→ AIM OF THE EXERCISE
Update the lines starting at the one containing "man in white" and ending after the one containing "(1404, 241)" by replacing "scouting log" with "survey record" and leaving all other text unchanged.

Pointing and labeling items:
-- START --
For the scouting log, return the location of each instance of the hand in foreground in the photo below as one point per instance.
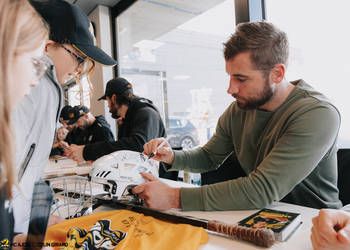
(157, 194)
(331, 230)
(164, 153)
(75, 152)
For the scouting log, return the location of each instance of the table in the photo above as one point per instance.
(299, 240)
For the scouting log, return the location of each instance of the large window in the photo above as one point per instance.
(171, 51)
(319, 36)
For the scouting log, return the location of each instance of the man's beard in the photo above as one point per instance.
(254, 103)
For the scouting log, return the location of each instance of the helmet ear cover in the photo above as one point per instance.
(120, 170)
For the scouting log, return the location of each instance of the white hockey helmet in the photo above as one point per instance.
(121, 169)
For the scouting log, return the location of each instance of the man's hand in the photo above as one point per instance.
(75, 152)
(157, 194)
(331, 230)
(164, 153)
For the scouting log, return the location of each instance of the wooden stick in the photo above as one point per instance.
(258, 236)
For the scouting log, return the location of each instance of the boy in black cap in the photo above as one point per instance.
(139, 119)
(94, 129)
(68, 52)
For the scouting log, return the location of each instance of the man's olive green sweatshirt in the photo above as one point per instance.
(288, 154)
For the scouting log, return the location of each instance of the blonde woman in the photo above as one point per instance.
(71, 53)
(22, 40)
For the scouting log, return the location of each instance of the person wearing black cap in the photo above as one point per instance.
(139, 119)
(70, 52)
(93, 129)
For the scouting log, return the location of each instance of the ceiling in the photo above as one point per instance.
(88, 5)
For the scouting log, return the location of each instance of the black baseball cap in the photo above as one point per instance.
(76, 112)
(116, 86)
(69, 24)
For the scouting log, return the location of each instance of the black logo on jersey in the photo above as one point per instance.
(100, 236)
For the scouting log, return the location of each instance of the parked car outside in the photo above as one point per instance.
(182, 133)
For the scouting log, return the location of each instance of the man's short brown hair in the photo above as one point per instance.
(268, 45)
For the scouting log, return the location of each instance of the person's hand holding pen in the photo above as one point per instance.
(159, 149)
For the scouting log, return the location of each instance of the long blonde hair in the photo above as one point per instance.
(21, 30)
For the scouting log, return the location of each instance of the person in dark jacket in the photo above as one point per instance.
(138, 119)
(93, 129)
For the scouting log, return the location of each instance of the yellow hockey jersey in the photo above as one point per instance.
(123, 229)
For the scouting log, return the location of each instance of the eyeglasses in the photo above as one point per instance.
(39, 67)
(79, 59)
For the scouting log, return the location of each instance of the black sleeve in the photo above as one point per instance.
(146, 126)
(69, 138)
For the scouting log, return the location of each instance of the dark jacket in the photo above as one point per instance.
(98, 131)
(142, 123)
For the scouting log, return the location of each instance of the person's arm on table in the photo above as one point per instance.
(331, 230)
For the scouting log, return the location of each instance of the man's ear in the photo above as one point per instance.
(277, 73)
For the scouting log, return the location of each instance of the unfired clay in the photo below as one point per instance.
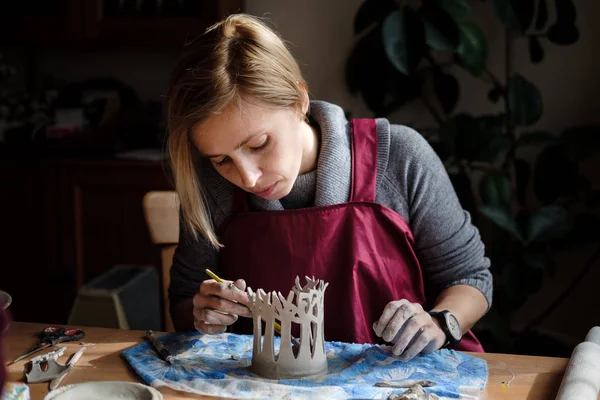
(105, 390)
(303, 306)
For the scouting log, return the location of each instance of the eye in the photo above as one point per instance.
(222, 162)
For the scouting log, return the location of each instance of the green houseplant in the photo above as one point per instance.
(407, 50)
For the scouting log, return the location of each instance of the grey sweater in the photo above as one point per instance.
(411, 180)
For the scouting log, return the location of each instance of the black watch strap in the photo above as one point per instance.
(440, 316)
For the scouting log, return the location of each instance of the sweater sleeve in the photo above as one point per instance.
(192, 257)
(447, 244)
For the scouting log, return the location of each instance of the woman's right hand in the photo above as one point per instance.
(218, 305)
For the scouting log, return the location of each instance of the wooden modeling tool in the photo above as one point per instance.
(277, 326)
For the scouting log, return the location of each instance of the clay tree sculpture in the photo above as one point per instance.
(302, 306)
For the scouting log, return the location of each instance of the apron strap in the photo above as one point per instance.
(364, 159)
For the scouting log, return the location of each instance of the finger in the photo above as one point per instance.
(213, 317)
(209, 329)
(415, 348)
(226, 306)
(386, 316)
(412, 328)
(240, 284)
(394, 327)
(226, 290)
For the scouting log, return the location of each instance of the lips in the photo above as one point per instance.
(266, 192)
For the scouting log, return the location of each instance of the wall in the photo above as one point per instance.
(320, 33)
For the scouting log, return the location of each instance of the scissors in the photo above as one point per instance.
(50, 337)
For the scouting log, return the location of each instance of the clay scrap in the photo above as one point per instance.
(415, 392)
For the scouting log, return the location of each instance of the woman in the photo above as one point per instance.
(274, 186)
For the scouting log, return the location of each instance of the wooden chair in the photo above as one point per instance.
(161, 210)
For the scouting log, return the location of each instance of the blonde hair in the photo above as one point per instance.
(237, 58)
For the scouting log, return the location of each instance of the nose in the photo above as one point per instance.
(249, 173)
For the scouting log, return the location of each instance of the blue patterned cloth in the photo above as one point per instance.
(218, 365)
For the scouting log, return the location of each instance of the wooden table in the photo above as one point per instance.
(535, 378)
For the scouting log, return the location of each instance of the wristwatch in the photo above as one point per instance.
(449, 325)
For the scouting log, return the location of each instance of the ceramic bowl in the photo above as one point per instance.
(5, 299)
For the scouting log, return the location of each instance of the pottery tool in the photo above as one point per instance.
(163, 352)
(51, 336)
(277, 326)
(56, 381)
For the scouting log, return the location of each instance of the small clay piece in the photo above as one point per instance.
(581, 380)
(105, 390)
(53, 370)
(416, 392)
(302, 306)
(405, 384)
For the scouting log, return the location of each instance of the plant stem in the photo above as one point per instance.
(496, 82)
(584, 271)
(510, 128)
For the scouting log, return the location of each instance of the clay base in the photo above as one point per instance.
(272, 371)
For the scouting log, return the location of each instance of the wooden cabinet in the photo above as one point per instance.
(109, 22)
(65, 222)
(143, 22)
(41, 22)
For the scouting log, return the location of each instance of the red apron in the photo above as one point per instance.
(363, 249)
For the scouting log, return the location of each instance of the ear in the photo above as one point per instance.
(305, 98)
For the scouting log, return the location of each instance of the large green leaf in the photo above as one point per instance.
(472, 49)
(495, 190)
(502, 217)
(459, 9)
(516, 15)
(371, 12)
(403, 37)
(525, 101)
(549, 222)
(441, 32)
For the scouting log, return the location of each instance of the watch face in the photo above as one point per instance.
(453, 326)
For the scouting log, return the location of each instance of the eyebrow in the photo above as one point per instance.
(249, 138)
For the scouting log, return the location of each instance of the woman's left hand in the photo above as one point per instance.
(412, 330)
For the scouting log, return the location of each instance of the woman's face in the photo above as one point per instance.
(258, 148)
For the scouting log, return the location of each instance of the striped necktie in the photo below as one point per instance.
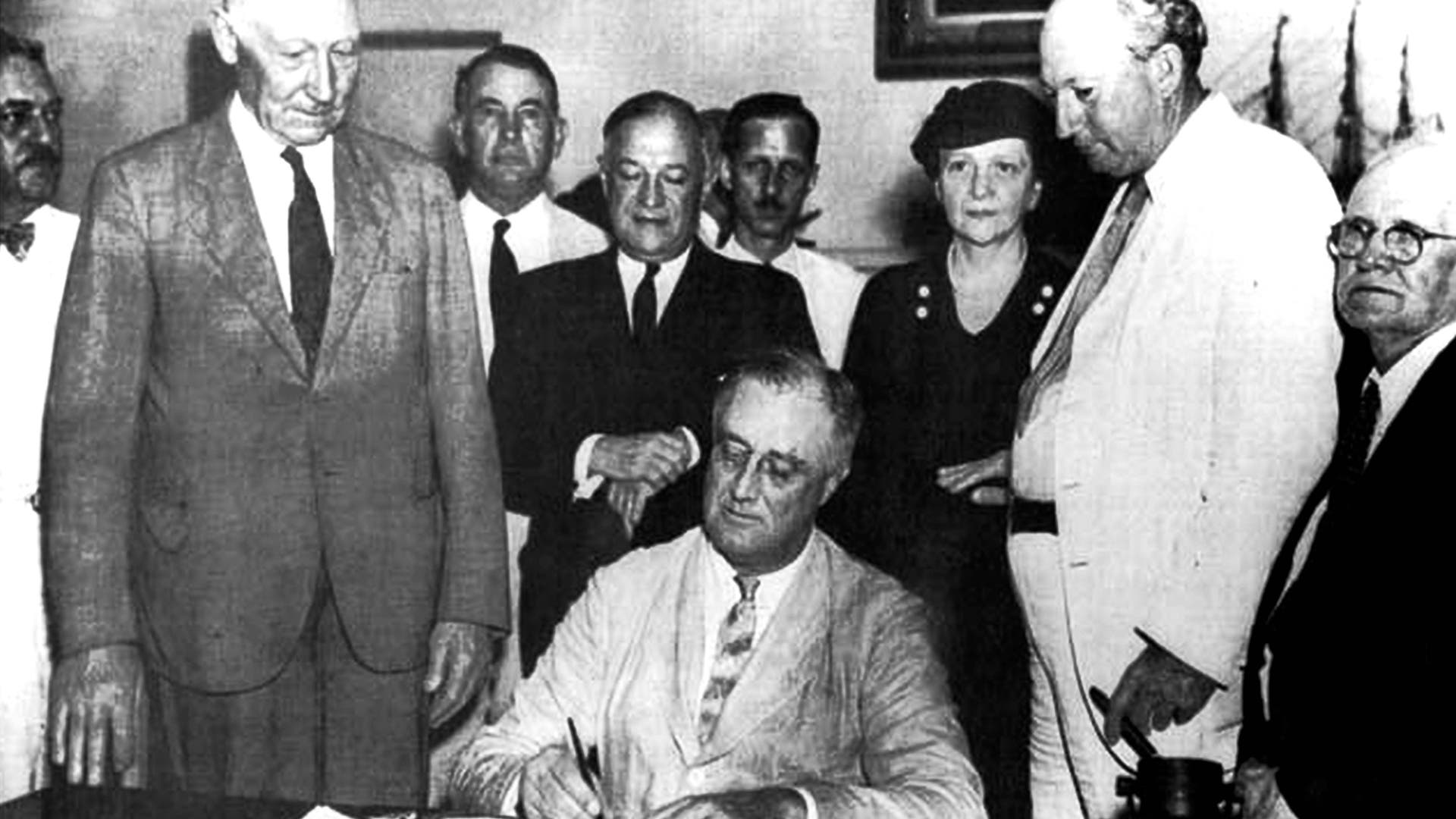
(734, 649)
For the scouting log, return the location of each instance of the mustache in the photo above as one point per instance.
(41, 155)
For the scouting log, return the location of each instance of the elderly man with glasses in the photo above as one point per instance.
(1354, 605)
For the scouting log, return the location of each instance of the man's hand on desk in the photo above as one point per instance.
(552, 787)
(460, 657)
(983, 482)
(764, 803)
(654, 458)
(98, 714)
(1156, 689)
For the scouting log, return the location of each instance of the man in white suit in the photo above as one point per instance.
(509, 131)
(748, 668)
(1181, 401)
(36, 245)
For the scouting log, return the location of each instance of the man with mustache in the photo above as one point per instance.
(604, 392)
(36, 243)
(769, 165)
(274, 538)
(1181, 403)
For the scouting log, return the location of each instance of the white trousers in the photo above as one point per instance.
(1074, 776)
(25, 667)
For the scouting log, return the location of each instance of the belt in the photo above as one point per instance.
(1033, 516)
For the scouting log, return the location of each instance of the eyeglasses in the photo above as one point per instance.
(15, 117)
(1404, 241)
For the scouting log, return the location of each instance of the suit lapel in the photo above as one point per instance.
(783, 662)
(218, 207)
(360, 229)
(689, 292)
(688, 656)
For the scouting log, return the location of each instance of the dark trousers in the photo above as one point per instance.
(325, 730)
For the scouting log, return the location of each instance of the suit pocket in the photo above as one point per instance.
(166, 525)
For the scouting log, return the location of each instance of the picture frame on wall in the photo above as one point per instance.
(957, 38)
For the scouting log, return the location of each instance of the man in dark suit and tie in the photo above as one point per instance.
(274, 538)
(1354, 617)
(604, 394)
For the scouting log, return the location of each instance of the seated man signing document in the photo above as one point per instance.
(747, 668)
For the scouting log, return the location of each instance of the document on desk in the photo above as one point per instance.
(324, 812)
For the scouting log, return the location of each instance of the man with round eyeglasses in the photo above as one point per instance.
(1354, 601)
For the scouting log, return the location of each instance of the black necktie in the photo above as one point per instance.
(1351, 452)
(644, 305)
(18, 240)
(503, 275)
(310, 264)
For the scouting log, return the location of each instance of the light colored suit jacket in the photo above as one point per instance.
(197, 480)
(1199, 407)
(842, 695)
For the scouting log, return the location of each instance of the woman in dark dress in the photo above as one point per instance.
(938, 352)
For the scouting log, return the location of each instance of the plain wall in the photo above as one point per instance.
(123, 67)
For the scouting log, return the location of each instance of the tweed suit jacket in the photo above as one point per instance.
(199, 479)
(842, 695)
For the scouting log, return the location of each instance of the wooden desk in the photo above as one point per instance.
(67, 802)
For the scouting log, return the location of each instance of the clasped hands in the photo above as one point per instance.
(552, 787)
(982, 482)
(99, 710)
(638, 466)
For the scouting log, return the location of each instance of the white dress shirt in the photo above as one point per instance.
(30, 302)
(271, 183)
(632, 273)
(830, 290)
(1395, 387)
(721, 595)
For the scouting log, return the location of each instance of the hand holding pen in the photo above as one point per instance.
(561, 783)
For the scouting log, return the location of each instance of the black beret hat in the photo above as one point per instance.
(982, 112)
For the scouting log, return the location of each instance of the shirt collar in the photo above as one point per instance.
(1400, 381)
(264, 153)
(786, 261)
(772, 586)
(530, 216)
(670, 270)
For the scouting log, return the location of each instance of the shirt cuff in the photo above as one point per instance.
(585, 484)
(692, 447)
(810, 806)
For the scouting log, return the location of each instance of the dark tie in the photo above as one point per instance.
(1346, 466)
(310, 265)
(734, 648)
(503, 276)
(1353, 447)
(644, 305)
(1098, 267)
(18, 240)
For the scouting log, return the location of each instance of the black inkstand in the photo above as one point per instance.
(1171, 787)
(1177, 787)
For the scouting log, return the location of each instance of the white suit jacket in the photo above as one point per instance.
(842, 697)
(1199, 407)
(30, 302)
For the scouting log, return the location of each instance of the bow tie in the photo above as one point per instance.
(18, 238)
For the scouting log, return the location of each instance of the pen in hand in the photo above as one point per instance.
(585, 764)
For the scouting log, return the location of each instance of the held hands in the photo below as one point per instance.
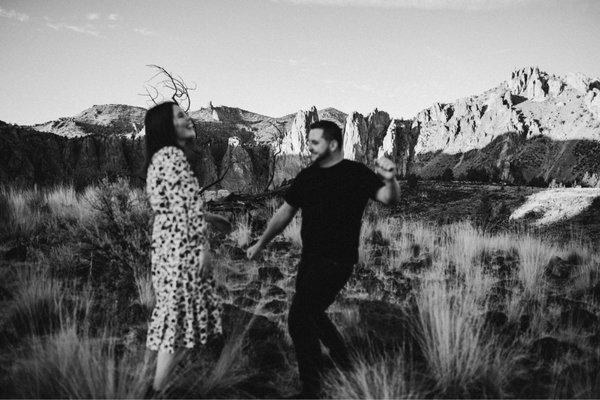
-- END --
→ SOLUTION
For the survey record, return the location of each instance of the man in white suit in the photo above as one point per instance.
(509, 131)
(748, 668)
(1181, 401)
(36, 245)
For the survey record, return the location of each instance of the man with mustache in the photo above as one point per instance.
(604, 392)
(36, 243)
(769, 165)
(274, 538)
(1181, 403)
For the survey record, return the location of each instance of the white trousers in the photo above as one point per instance.
(1074, 776)
(25, 667)
For the survey record, return the location of each instance of the belt in the photo above as one point per instance.
(1033, 516)
For the survey record, return the location of each instance of the eyeglasses in the photo above as one point per instance.
(15, 117)
(1404, 241)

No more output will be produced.